READING TEXT:
▬▬▬

[ 
https://issues.apache.org/jira/browse/HADOOP-15129?page=com.atlassian.jira.plugin.system.issuetabpanels:comment-tabpanel&focusedCommentId=16297380#comment-16297380
 ] 

Karthik Palaniappan commented on HADOOP-15129:
----------------------------------------------

[~arpitagarwal]: Here are the notes from our investigation.

startDataNode() calls refreshNamenodes(): 
https://github.com/apache/hadoop/blob/trunk/hadoop-hdfs-project/hadoop-hdfs/src/main/java/org/apache/hadoop/hdfs/server/datanode/DataNode.java#L1425

refreshNamenodes has unresolved InetSocketAddress(es): 
https://github.com/apache/hadoop/blob/trunk/hadoop-hdfs-project/hadoop-hdfs/src/main/java/org/apache/hadoop/hdfs/server/datanode/BlockPoolManager.java#L152,
 and the unresolved address(es) get passed to a BPOfferService. Note that a 
BPOfferService is only created once for a NameServiceId.

▬▬▬

PROVIDED MATERIAL:
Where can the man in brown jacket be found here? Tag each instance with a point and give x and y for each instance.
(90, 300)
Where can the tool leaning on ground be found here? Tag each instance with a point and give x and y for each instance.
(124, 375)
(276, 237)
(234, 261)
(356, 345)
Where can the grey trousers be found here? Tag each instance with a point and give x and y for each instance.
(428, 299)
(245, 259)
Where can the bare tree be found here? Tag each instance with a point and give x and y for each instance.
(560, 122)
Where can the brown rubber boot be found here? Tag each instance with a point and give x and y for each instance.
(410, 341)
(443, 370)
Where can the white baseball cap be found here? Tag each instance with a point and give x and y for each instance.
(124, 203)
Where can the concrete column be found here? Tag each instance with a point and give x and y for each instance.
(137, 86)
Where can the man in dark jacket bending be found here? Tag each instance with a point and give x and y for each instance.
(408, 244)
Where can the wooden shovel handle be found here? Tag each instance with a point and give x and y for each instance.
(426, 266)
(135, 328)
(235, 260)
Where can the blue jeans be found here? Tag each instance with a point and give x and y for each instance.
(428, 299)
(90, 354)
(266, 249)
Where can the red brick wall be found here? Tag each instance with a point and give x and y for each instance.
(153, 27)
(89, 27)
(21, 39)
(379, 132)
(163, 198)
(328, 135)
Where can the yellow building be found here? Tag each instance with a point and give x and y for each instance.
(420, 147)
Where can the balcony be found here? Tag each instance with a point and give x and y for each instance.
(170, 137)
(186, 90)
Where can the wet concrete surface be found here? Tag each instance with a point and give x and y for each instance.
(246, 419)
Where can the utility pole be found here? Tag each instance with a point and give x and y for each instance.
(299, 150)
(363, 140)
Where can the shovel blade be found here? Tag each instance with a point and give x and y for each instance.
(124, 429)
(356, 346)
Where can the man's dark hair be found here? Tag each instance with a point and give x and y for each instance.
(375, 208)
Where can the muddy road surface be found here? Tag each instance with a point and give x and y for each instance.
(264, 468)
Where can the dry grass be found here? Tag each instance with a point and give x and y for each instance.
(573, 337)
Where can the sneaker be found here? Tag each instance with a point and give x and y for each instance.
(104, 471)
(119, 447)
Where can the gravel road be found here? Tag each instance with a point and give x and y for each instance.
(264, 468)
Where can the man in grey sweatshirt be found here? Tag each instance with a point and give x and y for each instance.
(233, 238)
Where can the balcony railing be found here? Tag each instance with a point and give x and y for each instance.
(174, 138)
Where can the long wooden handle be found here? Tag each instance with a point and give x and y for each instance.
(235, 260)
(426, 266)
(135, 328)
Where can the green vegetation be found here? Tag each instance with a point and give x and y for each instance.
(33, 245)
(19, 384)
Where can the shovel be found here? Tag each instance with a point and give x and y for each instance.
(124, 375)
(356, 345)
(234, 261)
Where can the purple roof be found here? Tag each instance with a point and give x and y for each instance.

▬▬▬

BRIEF: Reproduce the entire Jira comment on unresolved NameNode addresses, word for word. The listing is separate material, apart from the Jira comment.

RESPONSE TO THIS EXERCISE:
[ 
https://issues.apache.org/jira/browse/HADOOP-15129?page=com.atlassian.jira.plugin.system.issuetabpanels:comment-tabpanel&focusedCommentId=16297380#comment-16297380
 ] 

Karthik Palaniappan commented on HADOOP-15129:
----------------------------------------------

[~arpitagarwal]: Here are the notes from our investigation.

startDataNode() calls refreshNamenodes(): 
https://github.com/apache/hadoop/blob/trunk/hadoop-hdfs-project/hadoop-hdfs/src/main/java/org/apache/hadoop/hdfs/server/datanode/DataNode.java#L1425

refreshNamenodes has unresolved InetSocketAddress(es): 
https://github.com/apache/hadoop/blob/trunk/hadoop-hdfs-project/hadoop-hdfs/src/main/java/org/apache/hadoop/hdfs/server/datanode/BlockPoolManager.java#L152,
 and the unresolved address(es) get passed to a BPOfferService. Note that a 
BPOfferService is only created once for a NameServiceId.